## Reading passage:

--- START ---

2022 Brown Center Teaching Colloquium Offers Insight and Collaboration
In what was supposed to be its eighth year — but instead was two years in the pandemic-making — Stetson’s Brown Center for Faculty Innovation and Excellence hosted the 2022 Brown Center Teaching Colloquium on April 8. There, Central Florida colleges shared best practices for teaching and learning under the theme of “Sharing Knowledge: Educating Students During a Pandemic.”
Appropriately enough, the event was held virtually, which presented further opportunities to learn.
“It was our first time [presenting on a virtual platform]. We had good participation for a day, and we felt really, really good about that — especially since it was our first time,” said Harry Price, PhD, associate chemistry professor and faculty director for the Brown Center.
Beyond the typical lessons of conducting a virtual conference, the colloquium involved multiple presentations outside of Stetson, creating separate challenges. All were overcome, prompting Price to add, “We felt really good; we pulled it off!”
Indeed, there was much enthusiasm and promise in the air, as presenters from Stetson, Embry-Riddle Aeronautical University and Florida Southern College discussed experiences and knowledge gained after teaching and working during a pandemic.
The mission of the Brown Center for Faculty Innovation and Excellence is to promote faculty vitality and vibrancy through learning opportunities that advance student engagement in and outside of the classroom by offering programming, mentoring and consultancy that enrich and sustain excellence in all facets of faculty life: learning and teaching, scholarship, leadership and service.
The colloquium offered each of those elements to the approximately 52 attendees, who at some point viewed the event, spending about four hours on average.
Keynote speaker David Johnson, PhD, a Brown Visiting Teacher-Scholar in Stetson’s English Department, drew the largest attendance of the day. He addressed the topic of “Looking back: What I learned about myself and teaching during a pandemic.” Johnson, who will soon depart Stetson, was selected as the keynote by virtue of being “top notch,” Price described.
Aside from the keynote address, the most-attended session was “Latinx Changing the World During the Pandemic?: Promises and Perils of Community-Based Learning,” presented by Stetson professors Pamela Cappas-Toro, PhD, and Raisa Ankeny, PhD, along with guests Andrea Bobadilla, Andy Ramirez and Chris Morissey.

--- END ---

## Task description:
Please supply what comes next in the article about the 2022 Brown Center Teaching Colloquium, starting after its final sentence. The records that come next are separate material, unrelated to the colloquium article.

## Material provided:

--- START ---

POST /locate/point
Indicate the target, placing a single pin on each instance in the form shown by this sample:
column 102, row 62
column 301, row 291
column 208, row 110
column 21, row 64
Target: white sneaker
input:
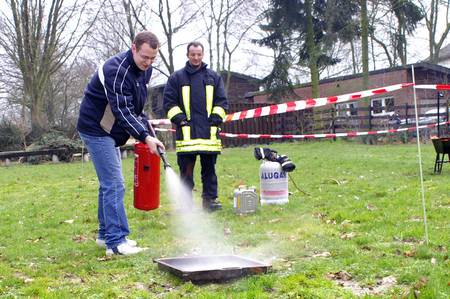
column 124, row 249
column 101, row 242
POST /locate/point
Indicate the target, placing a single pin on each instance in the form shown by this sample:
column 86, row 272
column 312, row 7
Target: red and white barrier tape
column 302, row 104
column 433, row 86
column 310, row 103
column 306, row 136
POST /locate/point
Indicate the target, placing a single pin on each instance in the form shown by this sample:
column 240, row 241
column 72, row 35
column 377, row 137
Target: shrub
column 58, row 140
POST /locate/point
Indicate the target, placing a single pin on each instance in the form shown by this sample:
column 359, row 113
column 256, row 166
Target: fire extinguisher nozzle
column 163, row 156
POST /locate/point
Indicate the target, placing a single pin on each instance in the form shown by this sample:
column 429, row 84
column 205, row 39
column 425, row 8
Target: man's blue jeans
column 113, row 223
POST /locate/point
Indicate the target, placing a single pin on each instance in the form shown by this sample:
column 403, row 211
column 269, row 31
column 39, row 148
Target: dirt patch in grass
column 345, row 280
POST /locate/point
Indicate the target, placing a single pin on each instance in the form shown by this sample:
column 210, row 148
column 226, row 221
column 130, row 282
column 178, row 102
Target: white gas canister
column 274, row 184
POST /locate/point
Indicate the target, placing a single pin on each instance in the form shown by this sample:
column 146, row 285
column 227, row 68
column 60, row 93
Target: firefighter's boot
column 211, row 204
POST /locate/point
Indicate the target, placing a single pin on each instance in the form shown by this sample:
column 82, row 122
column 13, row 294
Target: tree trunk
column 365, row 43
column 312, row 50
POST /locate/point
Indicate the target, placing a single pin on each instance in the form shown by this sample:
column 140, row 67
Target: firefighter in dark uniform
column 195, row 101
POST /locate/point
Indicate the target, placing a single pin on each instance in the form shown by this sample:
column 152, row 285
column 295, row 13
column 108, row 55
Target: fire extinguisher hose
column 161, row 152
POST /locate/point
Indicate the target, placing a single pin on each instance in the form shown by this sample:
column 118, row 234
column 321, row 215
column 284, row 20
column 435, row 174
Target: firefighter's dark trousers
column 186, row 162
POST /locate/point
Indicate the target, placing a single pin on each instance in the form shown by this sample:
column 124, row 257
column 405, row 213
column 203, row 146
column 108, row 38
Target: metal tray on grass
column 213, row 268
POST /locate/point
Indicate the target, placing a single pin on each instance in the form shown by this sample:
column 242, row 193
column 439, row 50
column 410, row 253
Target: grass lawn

--- END ---
--- START ---

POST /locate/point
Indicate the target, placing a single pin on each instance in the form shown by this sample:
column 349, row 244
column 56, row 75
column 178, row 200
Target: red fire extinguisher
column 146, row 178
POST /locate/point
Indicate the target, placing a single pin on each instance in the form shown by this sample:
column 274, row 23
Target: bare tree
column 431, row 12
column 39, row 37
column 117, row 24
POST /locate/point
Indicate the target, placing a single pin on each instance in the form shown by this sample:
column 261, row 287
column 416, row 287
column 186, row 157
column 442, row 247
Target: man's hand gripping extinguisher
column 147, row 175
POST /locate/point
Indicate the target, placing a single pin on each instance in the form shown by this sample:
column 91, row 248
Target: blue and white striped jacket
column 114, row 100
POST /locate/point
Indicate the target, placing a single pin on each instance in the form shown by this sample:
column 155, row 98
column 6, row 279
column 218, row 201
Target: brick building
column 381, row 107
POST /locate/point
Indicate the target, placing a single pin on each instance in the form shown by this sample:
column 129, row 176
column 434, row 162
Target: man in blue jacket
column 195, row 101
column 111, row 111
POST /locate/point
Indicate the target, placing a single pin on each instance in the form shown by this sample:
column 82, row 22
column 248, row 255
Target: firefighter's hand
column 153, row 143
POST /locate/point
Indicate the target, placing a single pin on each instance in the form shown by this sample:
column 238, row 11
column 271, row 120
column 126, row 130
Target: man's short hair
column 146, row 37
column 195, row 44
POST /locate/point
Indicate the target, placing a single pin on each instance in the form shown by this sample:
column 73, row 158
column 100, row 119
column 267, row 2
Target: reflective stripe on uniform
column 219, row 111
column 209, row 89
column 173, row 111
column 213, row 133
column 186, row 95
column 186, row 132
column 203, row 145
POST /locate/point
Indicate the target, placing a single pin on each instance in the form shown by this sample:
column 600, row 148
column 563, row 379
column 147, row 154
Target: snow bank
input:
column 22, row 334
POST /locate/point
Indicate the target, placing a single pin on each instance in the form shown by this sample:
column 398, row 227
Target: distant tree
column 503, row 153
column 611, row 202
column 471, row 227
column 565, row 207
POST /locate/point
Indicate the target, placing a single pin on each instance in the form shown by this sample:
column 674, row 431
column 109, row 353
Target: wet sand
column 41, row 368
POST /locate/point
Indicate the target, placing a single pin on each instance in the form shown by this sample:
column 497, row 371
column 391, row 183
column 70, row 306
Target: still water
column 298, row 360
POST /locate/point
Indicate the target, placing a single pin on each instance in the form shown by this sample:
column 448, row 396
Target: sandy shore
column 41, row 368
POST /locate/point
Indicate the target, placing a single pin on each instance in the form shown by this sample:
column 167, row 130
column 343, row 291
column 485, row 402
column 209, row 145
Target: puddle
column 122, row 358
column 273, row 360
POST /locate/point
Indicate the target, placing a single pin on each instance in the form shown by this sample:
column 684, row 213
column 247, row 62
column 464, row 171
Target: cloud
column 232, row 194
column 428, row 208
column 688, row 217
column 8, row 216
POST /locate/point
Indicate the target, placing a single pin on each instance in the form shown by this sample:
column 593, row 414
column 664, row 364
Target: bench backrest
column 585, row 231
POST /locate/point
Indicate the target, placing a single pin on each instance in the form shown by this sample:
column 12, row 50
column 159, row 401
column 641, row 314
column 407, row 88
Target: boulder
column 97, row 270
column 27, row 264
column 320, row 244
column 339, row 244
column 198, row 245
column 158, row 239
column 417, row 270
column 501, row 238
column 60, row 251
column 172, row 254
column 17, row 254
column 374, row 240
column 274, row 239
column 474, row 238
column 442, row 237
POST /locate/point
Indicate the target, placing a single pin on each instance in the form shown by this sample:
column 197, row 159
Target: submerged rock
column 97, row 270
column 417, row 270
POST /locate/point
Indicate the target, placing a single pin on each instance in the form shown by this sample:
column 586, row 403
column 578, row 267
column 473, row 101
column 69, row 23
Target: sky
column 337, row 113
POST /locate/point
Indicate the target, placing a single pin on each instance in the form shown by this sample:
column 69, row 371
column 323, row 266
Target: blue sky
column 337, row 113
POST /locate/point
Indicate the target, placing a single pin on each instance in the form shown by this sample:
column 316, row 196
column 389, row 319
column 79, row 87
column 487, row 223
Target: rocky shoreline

--- END ---
--- START ---

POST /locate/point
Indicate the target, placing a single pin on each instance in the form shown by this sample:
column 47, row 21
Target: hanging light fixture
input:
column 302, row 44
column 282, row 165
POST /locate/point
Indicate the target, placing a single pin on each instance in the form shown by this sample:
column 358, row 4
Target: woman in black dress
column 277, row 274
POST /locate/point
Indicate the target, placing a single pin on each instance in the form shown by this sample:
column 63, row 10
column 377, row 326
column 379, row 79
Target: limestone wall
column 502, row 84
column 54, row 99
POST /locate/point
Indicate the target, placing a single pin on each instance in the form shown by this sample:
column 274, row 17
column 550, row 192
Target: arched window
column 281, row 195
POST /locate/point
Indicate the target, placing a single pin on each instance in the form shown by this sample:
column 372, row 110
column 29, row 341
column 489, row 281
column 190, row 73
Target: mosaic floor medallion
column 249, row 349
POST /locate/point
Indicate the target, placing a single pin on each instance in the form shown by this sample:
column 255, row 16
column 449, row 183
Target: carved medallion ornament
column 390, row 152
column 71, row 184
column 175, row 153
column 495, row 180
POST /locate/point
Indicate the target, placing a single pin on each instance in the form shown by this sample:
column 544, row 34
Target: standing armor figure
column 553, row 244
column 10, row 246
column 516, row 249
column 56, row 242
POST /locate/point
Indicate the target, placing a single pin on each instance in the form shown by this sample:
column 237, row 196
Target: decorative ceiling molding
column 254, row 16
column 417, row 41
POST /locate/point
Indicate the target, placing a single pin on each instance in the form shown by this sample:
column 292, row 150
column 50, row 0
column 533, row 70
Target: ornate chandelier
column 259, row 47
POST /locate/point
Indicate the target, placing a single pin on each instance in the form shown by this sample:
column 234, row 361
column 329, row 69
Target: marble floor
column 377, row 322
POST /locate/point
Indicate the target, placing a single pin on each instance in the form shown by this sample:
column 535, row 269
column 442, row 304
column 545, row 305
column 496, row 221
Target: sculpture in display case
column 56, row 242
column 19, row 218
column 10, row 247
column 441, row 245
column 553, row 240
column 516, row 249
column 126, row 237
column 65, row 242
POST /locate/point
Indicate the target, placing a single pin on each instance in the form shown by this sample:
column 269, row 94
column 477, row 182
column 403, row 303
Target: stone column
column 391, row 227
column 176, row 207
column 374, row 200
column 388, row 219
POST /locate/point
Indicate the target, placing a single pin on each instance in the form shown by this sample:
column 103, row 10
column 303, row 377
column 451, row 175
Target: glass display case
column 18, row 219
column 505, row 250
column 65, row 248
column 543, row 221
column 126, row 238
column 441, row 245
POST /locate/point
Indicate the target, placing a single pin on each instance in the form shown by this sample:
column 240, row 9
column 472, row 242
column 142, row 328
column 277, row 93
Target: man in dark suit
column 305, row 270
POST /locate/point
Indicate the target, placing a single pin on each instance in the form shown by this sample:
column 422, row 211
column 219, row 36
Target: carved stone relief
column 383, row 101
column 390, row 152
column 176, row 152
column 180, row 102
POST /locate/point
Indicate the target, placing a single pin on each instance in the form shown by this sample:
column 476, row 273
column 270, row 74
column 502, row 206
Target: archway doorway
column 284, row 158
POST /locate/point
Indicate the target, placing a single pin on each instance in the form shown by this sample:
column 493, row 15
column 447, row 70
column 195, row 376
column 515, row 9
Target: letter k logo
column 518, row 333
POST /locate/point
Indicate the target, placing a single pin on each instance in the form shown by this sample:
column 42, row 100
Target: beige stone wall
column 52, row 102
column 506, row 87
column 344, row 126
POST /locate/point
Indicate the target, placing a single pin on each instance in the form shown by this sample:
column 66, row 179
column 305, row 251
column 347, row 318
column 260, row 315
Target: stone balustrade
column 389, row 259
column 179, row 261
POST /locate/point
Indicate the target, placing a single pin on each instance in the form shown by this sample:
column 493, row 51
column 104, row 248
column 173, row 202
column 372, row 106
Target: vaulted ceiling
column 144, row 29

--- END ---

## Exercise output:
Other Stetson presentations included “Inclusive Professionalism: Examining how we teach/discuss professionalism through a DEI lens” by Meg Young, DBA, an instructor in the School of Business Administration. Also, “Advancing Equity and Inclusion: Deepening Academic Rigor by Prioritizing Social Emotional Learning” was presented by Rajni Shankar-Brown, PhD, Stetson professor and the Jessie Ball duPont Endowed Chair of Social Justice Education.
In addition, Embry Riddle’s Chad Rohrbacher, associate director, Center for Teaching and Learning, and Lulu Sun, PhD, College of Engineering, presented “Student Reflections Encourage Self-Regulated Learning and Faculty Just-In-Time Teaching.”
From Florida Southern, “Educating Students During the Pandemic Through a Unique and Transformational Collaboration Between the Offices of Academic Affairs and Student Life that Inspired Innovative Approaches to Teaching and Learning” was presented by Susan Freeman, vice president for Student Development, and Tracey Tedder, EdD, associate provost.
‘Celebration of Learning Experiences’
In the wake of “continuous, consistent engagement with loss” during the pandemic, the colloquium was a “harmonization, a celebration of learning experiences by faculty, staff and students at the end of an academic year,” commented Rosalie Richards, PhD, Stetson associate provost for Faculty Development and professor of chemistry and education.
“I think it’s a celebration of learning and an opportunity for us to really grapple with some of the imperatives in higher education and areas of dissonance for people to come together around teaching and learning. … This has always been about sharing knowledge, sharing excellence. That’s the goal of the colloquium.”
Notably, more collaboration between Stetson and other institutions, both in Florida and nationwide, are being planned, said Price, citing that his next focus is squarely on what’s called the PKAL Regional Networks.
PKAL Regional Networks, established in 2005 with support from the National Science Foundation, provide professional development opportunities for all STEM faculty that are highly effective, affordable and sustainable.
Price promises more information to come, but does offer this bit of insight: “This will elevate the Brown Center and Stetson, and meshes with new initiatives tied to the health sciences at Stetson. And it involves cooperation between institutions, which is really what I’m all about.”